= Source passage =
Last Sunday, I talked about the process our congregation will be going through on goal-setting, spending time intentionally discerning where God is calling us next. If you weren’t here last week, I encourage you to listen to it on the podcast or livestream. We’re praying for God to show us where to go, how to best serve our neighbors and live out the love of Jesus we’ve received.

I’m going to focus this morning on a specific way we’re called to live out Jesus’ love, but I think everything in that Gospel reading from Matthew 25 is helpful.

When we ask what we’re supposed to be doing as followers of Jesus, he makes it simple: When we see someone hungry and feed them, when we give the thirsty a drink, when we welcome the stranger, clothe the naked, and visit people who are sick or in prison, we’re serving Jesus. Challenging to live out, but easy to understand.

Jesus says, “Just as you did it to one of the least of these who are members of my family, you did it to me.” We serve Jesus by loving our neighbor. First John 4 says the way we love God, whom we cannot see, is by loving the siblings we can see.

= Task goal =
From the sermon excerpt, output the passage starting at "I’m going to" and ending at "we can see.", without changing any of its wording. You won't need the lines of data for this.

(Lines of data)
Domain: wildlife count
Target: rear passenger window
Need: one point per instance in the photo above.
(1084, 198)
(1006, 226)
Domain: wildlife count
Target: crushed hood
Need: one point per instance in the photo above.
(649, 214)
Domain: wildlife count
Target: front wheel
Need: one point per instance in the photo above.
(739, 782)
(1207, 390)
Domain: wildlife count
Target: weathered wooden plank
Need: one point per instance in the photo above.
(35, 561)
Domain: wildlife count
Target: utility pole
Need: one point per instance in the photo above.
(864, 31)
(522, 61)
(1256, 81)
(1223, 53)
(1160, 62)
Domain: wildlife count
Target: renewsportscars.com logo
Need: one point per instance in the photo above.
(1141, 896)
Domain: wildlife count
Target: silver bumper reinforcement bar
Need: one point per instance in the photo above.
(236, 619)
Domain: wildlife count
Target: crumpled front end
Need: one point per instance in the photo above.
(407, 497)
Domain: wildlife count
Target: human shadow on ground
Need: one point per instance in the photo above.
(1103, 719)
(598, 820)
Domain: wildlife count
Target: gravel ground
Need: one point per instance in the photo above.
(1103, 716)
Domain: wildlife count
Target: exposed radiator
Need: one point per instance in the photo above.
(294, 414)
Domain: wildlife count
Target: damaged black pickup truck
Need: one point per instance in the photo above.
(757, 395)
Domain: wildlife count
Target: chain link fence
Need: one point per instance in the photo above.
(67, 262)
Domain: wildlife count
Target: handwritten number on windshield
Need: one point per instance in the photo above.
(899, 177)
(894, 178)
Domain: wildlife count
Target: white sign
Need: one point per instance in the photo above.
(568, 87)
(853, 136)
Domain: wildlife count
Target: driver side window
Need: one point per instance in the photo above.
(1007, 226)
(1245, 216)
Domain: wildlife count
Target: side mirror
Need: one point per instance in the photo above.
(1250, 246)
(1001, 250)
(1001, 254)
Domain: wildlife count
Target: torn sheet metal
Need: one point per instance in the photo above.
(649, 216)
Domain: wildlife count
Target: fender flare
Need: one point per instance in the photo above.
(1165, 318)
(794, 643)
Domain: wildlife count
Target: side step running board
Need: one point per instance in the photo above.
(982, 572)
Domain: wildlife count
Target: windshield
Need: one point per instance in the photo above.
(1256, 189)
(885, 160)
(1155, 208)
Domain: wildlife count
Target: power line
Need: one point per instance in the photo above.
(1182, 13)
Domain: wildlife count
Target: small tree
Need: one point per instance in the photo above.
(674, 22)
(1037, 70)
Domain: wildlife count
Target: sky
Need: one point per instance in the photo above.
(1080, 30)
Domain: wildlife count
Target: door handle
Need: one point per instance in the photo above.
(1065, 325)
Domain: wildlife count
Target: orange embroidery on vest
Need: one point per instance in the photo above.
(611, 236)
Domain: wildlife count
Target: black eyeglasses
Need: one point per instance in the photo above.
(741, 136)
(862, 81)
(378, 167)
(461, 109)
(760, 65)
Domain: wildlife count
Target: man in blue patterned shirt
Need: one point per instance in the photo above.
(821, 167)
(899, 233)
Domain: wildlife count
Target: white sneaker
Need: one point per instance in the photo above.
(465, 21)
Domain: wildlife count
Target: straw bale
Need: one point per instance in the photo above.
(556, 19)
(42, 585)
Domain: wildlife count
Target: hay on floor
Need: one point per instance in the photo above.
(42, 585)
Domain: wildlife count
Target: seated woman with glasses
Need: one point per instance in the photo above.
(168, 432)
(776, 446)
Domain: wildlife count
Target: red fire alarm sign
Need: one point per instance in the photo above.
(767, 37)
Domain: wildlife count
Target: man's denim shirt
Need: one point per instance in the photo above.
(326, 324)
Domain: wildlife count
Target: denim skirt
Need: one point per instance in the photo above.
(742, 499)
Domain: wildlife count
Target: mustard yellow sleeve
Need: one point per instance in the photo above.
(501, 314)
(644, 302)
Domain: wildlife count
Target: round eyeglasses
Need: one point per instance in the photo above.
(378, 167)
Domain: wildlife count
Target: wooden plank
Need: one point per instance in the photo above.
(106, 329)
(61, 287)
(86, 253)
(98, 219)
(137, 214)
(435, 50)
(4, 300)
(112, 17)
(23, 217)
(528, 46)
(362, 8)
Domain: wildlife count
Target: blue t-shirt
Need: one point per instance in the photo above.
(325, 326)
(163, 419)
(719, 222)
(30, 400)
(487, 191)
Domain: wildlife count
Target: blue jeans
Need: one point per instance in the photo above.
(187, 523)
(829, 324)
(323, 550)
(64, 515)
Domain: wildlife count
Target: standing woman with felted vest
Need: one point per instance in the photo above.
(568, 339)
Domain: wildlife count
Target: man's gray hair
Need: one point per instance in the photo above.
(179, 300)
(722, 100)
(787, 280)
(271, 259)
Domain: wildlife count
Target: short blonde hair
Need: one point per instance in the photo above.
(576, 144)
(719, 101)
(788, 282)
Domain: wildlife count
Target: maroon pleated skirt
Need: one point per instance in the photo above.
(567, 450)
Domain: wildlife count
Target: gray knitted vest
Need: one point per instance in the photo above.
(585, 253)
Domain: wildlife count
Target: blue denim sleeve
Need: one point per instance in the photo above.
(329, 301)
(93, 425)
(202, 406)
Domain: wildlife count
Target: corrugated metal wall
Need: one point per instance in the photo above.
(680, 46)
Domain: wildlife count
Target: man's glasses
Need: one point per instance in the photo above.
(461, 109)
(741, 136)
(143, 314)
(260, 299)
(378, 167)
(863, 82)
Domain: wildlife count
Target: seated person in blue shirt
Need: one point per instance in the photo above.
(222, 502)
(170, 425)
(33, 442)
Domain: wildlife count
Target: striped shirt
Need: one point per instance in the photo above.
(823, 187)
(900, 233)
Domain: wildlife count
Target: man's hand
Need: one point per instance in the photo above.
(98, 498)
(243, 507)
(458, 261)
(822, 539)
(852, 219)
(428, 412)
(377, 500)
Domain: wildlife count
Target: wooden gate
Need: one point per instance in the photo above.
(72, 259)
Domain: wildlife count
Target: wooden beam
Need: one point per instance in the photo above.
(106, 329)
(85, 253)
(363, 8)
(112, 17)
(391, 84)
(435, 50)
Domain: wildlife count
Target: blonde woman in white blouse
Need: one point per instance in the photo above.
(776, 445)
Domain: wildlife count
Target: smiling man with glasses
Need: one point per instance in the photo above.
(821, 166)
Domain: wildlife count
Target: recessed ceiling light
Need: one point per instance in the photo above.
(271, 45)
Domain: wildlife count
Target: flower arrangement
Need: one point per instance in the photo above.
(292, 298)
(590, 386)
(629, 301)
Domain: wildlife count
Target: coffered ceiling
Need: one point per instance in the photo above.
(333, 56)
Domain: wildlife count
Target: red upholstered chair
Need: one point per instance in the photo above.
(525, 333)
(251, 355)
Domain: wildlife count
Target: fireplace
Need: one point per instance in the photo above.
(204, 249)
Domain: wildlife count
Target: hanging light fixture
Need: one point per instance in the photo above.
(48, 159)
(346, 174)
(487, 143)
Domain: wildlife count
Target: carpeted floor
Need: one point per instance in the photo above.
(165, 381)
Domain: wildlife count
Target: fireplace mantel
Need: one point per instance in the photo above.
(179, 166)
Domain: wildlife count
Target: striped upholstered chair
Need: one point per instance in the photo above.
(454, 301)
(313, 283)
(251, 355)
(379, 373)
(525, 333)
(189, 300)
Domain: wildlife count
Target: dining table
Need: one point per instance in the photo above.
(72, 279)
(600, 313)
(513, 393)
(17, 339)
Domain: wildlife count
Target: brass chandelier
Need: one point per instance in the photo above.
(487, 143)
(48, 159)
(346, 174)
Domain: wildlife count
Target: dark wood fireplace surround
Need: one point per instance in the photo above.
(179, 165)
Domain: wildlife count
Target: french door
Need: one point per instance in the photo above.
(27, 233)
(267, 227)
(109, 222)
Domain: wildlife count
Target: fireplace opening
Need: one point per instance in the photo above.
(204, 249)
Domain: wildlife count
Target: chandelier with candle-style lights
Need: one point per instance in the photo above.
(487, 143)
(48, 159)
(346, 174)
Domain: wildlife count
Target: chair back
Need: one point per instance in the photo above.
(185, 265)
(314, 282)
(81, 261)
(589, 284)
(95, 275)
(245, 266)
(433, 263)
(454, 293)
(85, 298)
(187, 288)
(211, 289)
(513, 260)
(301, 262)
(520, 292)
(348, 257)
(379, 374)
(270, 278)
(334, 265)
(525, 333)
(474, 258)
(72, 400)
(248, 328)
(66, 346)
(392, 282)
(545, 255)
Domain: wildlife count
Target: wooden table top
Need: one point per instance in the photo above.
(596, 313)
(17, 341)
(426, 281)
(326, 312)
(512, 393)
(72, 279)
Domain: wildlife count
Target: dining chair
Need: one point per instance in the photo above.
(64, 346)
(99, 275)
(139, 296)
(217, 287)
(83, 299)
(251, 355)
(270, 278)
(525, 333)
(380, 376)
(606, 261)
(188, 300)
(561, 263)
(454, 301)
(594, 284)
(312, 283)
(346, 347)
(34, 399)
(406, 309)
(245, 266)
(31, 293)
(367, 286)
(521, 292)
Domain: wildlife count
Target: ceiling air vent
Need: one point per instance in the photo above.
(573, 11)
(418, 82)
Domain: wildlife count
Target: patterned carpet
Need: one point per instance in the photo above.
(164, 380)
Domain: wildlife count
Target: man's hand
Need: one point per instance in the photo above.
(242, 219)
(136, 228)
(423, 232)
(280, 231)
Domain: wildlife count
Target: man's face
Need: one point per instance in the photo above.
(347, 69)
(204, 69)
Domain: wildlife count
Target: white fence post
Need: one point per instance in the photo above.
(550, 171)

= Written response =
I’m going to focus this morning on a specific way we’re called to live out Jesus’ love, but I think everything in that Gospel reading from Matthew 25 is helpful.

When we ask what we’re supposed to be doing as followers of Jesus, he makes it simple: When we see someone hungry and feed them, when we give the thirsty a drink, when we welcome the stranger, clothe the naked, and visit people who are sick or in prison, we’re serving Jesus. Challenging to live out, but easy to understand.

Jesus says, “Just as you did it to one of the least of these who are members of my family, you did it to me.” We serve Jesus by loving our neighbor. First John 4 says the way we love God, whom we cannot see, is by loving the siblings we can see.